Любовь к природе вызывала во мне и увлечение определенной литературой. Конечно, я от доски до доски знал Брема, но Брем потянул за собой Киплинга, Жюля Верна, Сетон-Томпсона. И медведя Балу, и Рикки-Тикки-Тави, и волка Лобо, и Каштанку Чехова, и Муму Тургенева я любил так же, как любил своих живых зверей, а ястреба из рассказа «Арно», убившего героического и верного почтового голубя, ненавидел так же, как ненавидел живых ястребов, которые нагоняли высоко в небе наших голубей и хватали их своими цепкими лапами.
Я бы не стал в этой книге рассказывать о голубях, рыбах и синицах, если бы не считал встречи с ними чем-то, что имеет непосредственное отношение к искусству вообще и к моей профессии в частности.
Дело не только в том, что любовь к природе и животным сохранила в моей подсознательной памяти образы и эмоции, которые потом перекочевали в спектакли или концертные выступления. Дело в большем. Наблюдения над природой и животными приучают к ассоциативному, образному мышлению, то есть к тому самому мышлению, без которого нельзя заниматься искусством, без которого оно не существует.

[Данные для указания областей]
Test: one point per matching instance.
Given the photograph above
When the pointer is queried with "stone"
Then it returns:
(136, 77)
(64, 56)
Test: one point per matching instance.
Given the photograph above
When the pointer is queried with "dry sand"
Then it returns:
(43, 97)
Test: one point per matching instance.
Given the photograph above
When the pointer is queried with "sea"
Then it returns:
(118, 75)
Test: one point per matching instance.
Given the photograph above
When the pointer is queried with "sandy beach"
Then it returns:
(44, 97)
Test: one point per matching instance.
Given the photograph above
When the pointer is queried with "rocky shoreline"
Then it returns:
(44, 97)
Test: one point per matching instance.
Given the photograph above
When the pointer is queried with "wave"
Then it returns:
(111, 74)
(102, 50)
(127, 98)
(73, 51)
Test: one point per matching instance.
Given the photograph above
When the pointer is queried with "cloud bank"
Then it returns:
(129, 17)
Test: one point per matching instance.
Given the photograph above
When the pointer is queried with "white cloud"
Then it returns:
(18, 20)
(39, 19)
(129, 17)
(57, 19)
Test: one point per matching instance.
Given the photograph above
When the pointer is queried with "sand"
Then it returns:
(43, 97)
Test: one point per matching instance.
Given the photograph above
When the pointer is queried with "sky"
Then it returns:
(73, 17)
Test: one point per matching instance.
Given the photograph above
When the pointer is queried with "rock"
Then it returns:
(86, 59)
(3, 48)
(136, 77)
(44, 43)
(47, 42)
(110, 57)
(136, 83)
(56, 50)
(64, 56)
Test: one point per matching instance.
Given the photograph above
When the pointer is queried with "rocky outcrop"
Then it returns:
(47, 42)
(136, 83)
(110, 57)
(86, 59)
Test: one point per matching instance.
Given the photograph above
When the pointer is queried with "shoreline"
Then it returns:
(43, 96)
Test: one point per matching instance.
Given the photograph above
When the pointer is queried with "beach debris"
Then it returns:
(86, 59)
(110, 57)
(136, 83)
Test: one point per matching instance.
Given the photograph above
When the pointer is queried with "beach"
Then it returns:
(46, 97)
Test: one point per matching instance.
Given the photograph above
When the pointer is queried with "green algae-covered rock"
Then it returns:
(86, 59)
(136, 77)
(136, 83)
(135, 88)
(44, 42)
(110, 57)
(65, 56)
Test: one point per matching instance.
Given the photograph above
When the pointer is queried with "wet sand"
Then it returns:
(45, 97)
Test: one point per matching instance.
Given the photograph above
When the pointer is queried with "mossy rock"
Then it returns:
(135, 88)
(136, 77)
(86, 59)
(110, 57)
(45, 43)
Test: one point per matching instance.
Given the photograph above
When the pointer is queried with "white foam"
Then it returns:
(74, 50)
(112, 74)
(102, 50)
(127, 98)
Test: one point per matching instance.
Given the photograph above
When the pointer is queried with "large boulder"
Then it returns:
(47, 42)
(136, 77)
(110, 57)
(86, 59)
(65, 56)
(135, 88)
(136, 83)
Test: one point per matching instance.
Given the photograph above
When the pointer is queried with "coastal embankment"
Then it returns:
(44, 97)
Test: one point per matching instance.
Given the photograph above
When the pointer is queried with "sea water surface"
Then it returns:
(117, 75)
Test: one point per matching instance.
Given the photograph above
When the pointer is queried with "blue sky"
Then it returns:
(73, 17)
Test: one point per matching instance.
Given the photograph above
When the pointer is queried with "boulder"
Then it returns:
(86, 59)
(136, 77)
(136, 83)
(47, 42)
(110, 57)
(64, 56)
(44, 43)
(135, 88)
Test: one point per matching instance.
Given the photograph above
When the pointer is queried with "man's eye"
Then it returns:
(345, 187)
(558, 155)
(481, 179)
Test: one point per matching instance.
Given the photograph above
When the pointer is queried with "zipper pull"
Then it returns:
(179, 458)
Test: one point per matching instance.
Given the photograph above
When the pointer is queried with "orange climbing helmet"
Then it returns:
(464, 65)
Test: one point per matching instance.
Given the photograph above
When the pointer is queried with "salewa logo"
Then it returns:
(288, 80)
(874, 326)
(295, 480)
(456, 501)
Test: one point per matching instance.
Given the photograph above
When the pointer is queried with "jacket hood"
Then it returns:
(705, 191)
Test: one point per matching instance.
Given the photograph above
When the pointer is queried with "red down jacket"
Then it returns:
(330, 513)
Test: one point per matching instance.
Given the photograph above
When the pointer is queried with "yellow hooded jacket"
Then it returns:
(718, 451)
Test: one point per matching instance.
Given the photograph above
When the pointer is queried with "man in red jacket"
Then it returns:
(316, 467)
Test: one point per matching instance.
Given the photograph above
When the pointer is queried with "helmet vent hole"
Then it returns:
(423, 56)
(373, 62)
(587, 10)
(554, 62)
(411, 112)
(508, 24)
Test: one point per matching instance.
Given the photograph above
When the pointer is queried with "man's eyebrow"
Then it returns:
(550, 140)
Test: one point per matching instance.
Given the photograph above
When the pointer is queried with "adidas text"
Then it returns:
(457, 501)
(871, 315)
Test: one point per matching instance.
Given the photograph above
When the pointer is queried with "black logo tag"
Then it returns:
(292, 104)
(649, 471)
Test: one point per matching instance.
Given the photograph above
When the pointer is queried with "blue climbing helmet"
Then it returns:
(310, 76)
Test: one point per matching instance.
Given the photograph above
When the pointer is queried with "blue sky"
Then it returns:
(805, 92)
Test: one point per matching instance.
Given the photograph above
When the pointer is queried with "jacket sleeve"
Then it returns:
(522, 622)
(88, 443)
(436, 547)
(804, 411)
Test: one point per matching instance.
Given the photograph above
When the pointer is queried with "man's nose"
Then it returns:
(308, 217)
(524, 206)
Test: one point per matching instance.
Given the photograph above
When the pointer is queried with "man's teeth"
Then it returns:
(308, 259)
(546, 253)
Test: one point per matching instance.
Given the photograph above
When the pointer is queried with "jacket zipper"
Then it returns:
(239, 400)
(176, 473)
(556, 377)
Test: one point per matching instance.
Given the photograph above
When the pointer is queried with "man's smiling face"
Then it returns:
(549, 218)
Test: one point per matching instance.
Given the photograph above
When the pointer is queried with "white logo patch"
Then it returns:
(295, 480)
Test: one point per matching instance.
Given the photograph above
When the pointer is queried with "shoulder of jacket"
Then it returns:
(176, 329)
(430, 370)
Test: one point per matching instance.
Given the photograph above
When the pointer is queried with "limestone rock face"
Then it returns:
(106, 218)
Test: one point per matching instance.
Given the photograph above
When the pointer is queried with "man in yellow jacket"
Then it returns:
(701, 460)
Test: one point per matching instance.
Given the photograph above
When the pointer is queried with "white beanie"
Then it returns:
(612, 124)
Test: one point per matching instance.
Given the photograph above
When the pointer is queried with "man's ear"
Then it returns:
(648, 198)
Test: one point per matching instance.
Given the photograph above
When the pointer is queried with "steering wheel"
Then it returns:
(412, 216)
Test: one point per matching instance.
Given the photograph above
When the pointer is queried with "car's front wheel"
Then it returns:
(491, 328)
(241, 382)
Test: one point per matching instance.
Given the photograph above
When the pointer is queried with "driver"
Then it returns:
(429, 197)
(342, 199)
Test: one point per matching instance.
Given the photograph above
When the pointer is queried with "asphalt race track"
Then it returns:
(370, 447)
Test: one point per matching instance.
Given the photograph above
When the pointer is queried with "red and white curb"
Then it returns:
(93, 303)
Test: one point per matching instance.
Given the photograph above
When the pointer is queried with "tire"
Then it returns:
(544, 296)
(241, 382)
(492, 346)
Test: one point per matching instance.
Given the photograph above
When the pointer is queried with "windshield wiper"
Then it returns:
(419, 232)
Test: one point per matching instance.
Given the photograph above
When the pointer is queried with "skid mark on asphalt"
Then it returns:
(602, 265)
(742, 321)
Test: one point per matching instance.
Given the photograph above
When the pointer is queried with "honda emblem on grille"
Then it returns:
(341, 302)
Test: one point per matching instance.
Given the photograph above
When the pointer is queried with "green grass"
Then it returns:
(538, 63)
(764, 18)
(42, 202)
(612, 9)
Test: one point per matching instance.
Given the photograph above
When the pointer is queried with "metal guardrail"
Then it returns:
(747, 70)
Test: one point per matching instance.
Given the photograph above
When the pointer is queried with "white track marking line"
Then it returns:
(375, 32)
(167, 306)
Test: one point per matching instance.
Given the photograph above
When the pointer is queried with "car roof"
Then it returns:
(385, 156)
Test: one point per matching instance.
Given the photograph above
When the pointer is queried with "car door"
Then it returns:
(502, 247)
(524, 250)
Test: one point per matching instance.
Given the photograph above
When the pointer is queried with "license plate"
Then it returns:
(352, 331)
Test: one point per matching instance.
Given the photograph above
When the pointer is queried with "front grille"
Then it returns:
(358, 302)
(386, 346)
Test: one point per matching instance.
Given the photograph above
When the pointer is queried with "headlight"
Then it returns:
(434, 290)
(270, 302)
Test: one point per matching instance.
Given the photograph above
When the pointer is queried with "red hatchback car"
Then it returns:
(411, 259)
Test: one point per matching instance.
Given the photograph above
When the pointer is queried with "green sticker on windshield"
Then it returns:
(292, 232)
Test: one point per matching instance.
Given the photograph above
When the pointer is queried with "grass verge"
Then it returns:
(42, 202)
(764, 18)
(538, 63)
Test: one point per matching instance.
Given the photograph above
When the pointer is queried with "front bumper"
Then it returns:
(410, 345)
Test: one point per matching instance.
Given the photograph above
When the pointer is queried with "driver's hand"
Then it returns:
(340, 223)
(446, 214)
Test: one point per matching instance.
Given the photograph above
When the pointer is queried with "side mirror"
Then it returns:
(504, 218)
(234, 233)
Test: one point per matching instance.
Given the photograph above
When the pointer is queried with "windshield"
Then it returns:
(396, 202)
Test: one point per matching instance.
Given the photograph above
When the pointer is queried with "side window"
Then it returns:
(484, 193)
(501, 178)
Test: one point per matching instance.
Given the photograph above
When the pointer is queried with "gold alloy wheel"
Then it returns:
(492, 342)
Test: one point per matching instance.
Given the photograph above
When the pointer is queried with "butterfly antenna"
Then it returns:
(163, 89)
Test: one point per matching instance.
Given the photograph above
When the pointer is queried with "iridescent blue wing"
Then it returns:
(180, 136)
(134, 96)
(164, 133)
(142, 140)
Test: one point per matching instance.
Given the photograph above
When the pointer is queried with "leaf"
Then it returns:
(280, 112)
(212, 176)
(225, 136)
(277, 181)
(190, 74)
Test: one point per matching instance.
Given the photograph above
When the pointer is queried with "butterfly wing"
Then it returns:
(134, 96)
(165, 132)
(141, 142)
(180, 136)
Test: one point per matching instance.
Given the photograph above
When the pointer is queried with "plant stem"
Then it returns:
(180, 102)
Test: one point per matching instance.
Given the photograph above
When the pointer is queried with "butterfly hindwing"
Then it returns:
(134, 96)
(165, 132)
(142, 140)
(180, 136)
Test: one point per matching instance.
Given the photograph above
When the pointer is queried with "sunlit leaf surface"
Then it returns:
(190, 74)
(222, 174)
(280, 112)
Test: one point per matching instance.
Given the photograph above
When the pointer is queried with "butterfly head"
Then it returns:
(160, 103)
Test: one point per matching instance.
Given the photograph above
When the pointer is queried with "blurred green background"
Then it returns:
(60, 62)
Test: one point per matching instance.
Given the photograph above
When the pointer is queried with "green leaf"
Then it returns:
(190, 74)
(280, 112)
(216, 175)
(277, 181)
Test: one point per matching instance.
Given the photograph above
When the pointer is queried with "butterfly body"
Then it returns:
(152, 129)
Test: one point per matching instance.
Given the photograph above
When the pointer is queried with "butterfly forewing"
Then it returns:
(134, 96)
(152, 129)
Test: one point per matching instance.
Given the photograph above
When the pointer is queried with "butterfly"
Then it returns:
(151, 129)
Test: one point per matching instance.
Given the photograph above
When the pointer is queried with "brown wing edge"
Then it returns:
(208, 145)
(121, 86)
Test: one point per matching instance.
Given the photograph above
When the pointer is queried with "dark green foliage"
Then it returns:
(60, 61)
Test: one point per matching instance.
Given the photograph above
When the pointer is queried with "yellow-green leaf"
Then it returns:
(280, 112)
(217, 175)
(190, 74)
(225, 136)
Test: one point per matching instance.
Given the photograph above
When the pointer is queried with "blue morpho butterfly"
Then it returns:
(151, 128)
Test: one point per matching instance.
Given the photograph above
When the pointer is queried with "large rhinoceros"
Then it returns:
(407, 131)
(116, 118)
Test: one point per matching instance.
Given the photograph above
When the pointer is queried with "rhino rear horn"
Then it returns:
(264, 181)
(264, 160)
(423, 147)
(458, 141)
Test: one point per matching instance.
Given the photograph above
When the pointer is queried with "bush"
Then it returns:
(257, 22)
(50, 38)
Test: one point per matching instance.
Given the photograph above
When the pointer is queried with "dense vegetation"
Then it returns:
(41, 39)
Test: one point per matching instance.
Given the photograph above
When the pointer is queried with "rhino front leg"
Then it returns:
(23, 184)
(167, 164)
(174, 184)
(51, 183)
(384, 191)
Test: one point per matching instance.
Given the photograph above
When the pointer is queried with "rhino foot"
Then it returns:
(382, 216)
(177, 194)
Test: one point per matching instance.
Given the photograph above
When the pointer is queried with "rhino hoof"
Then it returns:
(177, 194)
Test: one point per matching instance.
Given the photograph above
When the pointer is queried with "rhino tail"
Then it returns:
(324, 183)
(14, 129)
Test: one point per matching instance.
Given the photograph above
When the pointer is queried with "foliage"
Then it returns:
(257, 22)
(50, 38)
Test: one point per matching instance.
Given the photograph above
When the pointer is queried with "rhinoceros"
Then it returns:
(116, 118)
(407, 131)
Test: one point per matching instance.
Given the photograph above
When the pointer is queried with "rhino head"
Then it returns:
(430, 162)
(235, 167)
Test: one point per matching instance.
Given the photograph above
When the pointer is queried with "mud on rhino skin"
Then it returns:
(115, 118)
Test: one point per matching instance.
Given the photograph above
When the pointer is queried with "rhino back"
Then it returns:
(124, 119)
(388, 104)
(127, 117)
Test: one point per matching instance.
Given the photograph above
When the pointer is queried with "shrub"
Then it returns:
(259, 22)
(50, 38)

**ЗАДАНИЯ**
1: Повторите дословно фрагмент отрывка о любви к природе, который открывается словами «Я бы не стал» и завершается словами «оно не существует.».
2: Продолжите отрывок о любви к природе и искусстве, начав сразу после его последнего предложения.

**РЕЗУЛЬТАТЫ ПО ЗАДАНИЯМ**
1:
Я бы не стал в этой книге рассказывать о голубях, рыбах и синицах, если бы не считал встречи с ними чем-то, что имеет непосредственное отношение к искусству вообще и к моей профессии в частности.
Дело не только в том, что любовь к природе и животным сохранила в моей подсознательной памяти образы и эмоции, которые потом перекочевали в спектакли или концертные выступления. Дело в большем. Наблюдения над природой и животными приучают к ассоциативному, образному мышлению, то есть к тому самому мышлению, без которого нельзя заниматься искусством, без которого оно не существует.

2:
Наслаждение, получаемое от наблюдения над жизнью природы и поведением животных, очень похоже на наслаждение, которое человек получает от произведений искусства. Во всяком случае, оно подготавливает человека к возможности восприятия искусства. Ведь поступки и характеры животных всегда невольно сопоставляются с поступками и характером человека. Этому сопоставлению не перестаешь удивляться. Удивляешься тому, как заботливо самец макропод строит из пузырьков слюны гнездо для своего потомства; удивляешься, как ревнует голубь голубку, как хитра синица, как предана тебе собака и как доверчиво дает она перевязывать покусанную лапу. Вспомните, как важно ходит ворона, как похоже на человека умывается муха, с каким достоинством поворачивает свою голову верблюд, как внимательно рассматривает конфету обезьяна. В животных узнаешь отдельные черты человека, причем черты эти обособлены и как бы отобраны. Тот, кто умеет видеть человека в другом живом существе, легче сумеет потом увидеть его и в скульптуре, и в живописи, и в книге, потому что процесс восприятия похож. В обоих случаях это – «узнавание», то есть процесс ассоциативного мышления.

Но среди всех, даже самых страстных увлечений моего детства было только одно, которое я всегда считал своей будущей профессией.
Кто бы меня, маленького, ни спросил, кем я хочу быть, ответ был один и тот же: «Я пойду в художники». Начиная с четырехлетнего возраста, всё детство и всю юность у меня не было ни месяца, ни дня, когда бы я думал иначе.
И шёл я «в художники» не просто в мечтах, а конкретно и точно. Рисовал много и упорно – и цветными карандашами, и акварелью, и масляными красками. Лет с десяти начал систематически заниматься с преподавателем.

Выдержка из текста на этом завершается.